_WRITTEN TASK 1_
Which temporal resolutions does the taxi demand notebook combine its data for?
Start of PAGE TEXT
# Triple A - Group Project
## Predicting Taxi Demand in spatial and time resolution

In this workbook we combine all available data to get combined datasets for different temporal (1h, 2h, 6h, 12h) and spatial (Community Area, Census Tract) resolutions.
Later, we will consider using h3 Uber Hexagon mapping across the city of Chicago top show why using a finer resolution in our eyes is not helpful with this specific data and use case.

In [1]:
import pandas as pd 
import ast
import geopandas as gpd
from shapely import wkt
import holidays
import osmnx as ox
import gc

In [2]:
ca_to_ct = pd.read_csv("data/CensusTractsTIGER2010_20250711.csv", encoding='latin-1')
ca_to_ct = ca_to_ct.rename(columns={'GEOID10': 'Tract', 'COMMAREA':'CommunityAreaNumber'})

trips_data = pd.read_csv("data/Taxi_Trips__2024-__20250505.csv", parse_dates = ['Trip Start Timestamp'])
chi_weather = pd.read_csv("data/chicago_weather.csv")
poi = pd.read_csv("data/CHI_POI.csv")

  trips_data = pd.read_csv("data/Taxi_Trips__2024-__20250505.csv", parse_dates = ['Trip Start Timestamp'])


#### Loading of Taxi Trips Data
Since we consider demand, we will have to drop NAs of Pickp Community Areas. If we want to consider the finer resolution of Census Tracts, we have the option to <br>
A) drop all rows missing the actual Census Tract or <br>
B) infer a uniform distribution among Census Tracts from the available Community Area. <br>
 

In [3]:
print(f'Total Observations: {trips_data.shape[0]}')
print(f'Dropping {trips_data['Pickup Community Area'].isna().sum()} Amount of Rows due to NaN Pickup Community Area')
End of PAGE TEXT
Start of RAW DATA
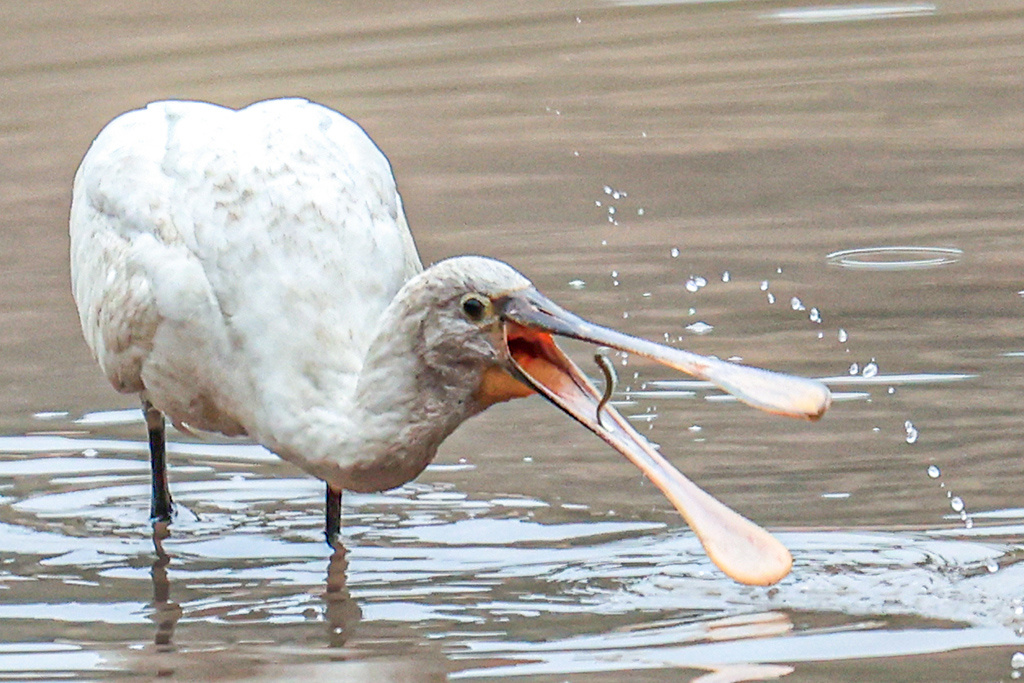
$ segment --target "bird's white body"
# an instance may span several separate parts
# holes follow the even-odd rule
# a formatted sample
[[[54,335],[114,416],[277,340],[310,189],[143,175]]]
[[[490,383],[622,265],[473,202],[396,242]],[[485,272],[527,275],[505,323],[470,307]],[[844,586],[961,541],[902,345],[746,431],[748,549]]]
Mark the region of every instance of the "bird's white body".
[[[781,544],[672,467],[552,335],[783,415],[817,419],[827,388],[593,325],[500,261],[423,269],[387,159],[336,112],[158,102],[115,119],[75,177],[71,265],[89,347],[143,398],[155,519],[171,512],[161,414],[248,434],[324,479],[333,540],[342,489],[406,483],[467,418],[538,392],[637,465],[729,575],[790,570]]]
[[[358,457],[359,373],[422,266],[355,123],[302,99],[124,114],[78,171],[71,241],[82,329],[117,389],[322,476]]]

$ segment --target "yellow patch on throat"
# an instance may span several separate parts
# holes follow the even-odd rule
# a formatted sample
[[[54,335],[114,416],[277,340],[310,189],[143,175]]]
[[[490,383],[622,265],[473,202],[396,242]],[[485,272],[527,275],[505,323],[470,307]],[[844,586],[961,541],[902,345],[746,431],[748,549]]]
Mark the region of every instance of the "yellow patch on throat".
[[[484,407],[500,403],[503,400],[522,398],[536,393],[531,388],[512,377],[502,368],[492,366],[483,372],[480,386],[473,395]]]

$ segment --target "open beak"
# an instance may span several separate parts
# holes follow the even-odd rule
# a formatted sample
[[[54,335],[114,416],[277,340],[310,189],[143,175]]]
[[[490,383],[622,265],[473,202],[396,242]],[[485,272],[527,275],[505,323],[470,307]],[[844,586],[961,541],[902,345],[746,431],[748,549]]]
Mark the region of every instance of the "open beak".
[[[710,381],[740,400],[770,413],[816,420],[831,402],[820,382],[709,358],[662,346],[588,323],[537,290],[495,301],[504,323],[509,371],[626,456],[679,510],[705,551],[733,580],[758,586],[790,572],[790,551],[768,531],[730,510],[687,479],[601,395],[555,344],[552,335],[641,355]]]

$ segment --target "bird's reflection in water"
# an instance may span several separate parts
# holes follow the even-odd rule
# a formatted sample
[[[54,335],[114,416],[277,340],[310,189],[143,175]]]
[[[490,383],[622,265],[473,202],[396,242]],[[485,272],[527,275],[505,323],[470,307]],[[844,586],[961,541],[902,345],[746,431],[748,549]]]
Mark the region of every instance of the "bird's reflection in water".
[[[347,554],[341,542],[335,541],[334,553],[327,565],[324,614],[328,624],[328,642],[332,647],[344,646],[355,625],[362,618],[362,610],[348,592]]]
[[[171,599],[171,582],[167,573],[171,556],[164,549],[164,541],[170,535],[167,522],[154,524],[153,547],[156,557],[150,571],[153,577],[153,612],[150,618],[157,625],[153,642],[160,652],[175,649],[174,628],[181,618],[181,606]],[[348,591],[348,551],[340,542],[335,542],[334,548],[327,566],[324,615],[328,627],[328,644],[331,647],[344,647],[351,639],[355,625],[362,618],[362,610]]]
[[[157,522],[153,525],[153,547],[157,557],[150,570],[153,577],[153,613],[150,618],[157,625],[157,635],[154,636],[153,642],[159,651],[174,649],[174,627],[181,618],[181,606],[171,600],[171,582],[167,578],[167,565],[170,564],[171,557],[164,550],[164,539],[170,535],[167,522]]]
End of RAW DATA
_WRITTEN TASK 2_
Pull out every line of the records that contains the string "open".

_TASK OUTPUT 1_
1h, 2h, 6h, and 12h.

_TASK OUTPUT 2_
$ segment --target "open beak"
Mark the region of every instance of the "open beak".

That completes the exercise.